ENTRIES SUPPLIED ->
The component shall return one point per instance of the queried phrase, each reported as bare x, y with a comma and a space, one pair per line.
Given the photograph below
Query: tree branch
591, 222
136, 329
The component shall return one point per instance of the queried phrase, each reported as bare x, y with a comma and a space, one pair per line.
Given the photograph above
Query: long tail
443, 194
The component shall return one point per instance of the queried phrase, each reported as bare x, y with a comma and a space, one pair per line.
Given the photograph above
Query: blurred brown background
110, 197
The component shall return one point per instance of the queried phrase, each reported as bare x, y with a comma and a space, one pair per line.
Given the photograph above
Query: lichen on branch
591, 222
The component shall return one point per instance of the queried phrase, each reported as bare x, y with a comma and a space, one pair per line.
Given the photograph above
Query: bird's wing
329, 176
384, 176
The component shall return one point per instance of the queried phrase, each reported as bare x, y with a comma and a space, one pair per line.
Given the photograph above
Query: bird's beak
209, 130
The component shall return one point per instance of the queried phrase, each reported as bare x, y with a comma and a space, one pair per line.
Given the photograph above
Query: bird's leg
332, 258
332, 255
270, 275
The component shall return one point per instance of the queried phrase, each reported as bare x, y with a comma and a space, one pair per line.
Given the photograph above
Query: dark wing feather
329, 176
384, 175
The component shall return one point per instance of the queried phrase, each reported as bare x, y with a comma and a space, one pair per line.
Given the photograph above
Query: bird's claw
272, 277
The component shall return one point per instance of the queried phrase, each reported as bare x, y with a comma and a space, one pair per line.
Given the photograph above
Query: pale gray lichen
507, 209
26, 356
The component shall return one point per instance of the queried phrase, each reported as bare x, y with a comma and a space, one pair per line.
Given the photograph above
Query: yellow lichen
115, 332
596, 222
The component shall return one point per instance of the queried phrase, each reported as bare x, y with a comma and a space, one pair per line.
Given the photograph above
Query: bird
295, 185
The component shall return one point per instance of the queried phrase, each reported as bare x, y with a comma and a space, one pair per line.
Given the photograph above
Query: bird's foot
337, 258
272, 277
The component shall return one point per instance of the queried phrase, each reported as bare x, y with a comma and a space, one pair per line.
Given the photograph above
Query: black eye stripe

TASK DESCRIPTION -> Go through the listing and copy all of it exactly.

RESPONSE FOR THIS EXERCISE ->
The component shall return one point per instance of the queried phrase, each reported as bare x, y with a comma and a space, one pair per line.
Given the photograph below
Query: tree branch
591, 222
136, 329
The component shall return one point per instance of the queried phrase, each reported as bare x, y with a comma and a space, one pair per line.
Given the photograph above
Query: long tail
443, 194
The component shall return one point per instance of the queried phrase, each reported as bare x, y with a comma and a space, one pair per line.
Given the photograph above
Query: blurred brown background
110, 197
The component shall return one point per instance of the queried phrase, each reported as bare x, y with a comma and a space, one pair per line.
Given the photograph above
Query: lichen on branch
591, 222
The component shall return one point per instance of the queried phrase, each reported as bare x, y with a comma and a space, one pair per line.
Given the photograph above
Query: bird's wing
329, 176
384, 176
The component shall return one point per instance of the queried phrase, each reported as bare x, y with a comma and a space, one pair per line.
Given the photograph above
Query: bird's beak
209, 130
The component shall return one point per instance of the queried phrase, each reported as bare x, y with a comma and a space, one pair per line.
Given the photograph above
Query: bird's leg
332, 258
332, 255
270, 275
The component shall return one point per instance of the queried phrase, each reported as bare x, y with a comma and a space, one pair per line.
Given the photograph above
Query: dark wing feather
329, 176
384, 175
The component shall return one point per instance of the queried phrase, each reported as bare x, y with a comma and a space, one pair per line.
Given the photograph above
Query: bird's claw
272, 277
The component shall return one point per instance of the queried phrase, each reported as bare x, y with a comma and a space, one pair per line.
Given the photograph above
Query: pale gray lichen
507, 209
26, 356
The component shall return one point per instance of the queried phrase, each reported as bare x, y with a comma and a space, one pair per line.
Given the photograph above
Query: yellow lichen
115, 332
596, 222
The component shall return one point per instance of the queried phrase, each reported as bare x, y with a comma and a space, one pair per line.
Given the photograph above
Query: bird
295, 185
The component shall return one point per instance of the queried phrase, each reported as bare x, y with a comma and a space, one pair per line.
Given the photograph above
Query: bird's foot
337, 258
272, 277
The component shall return one point per instance of the queried phrase, each reported as bare x, y with a comma and a space, one pair per line.
Given the photograph above
Query: black eye stripe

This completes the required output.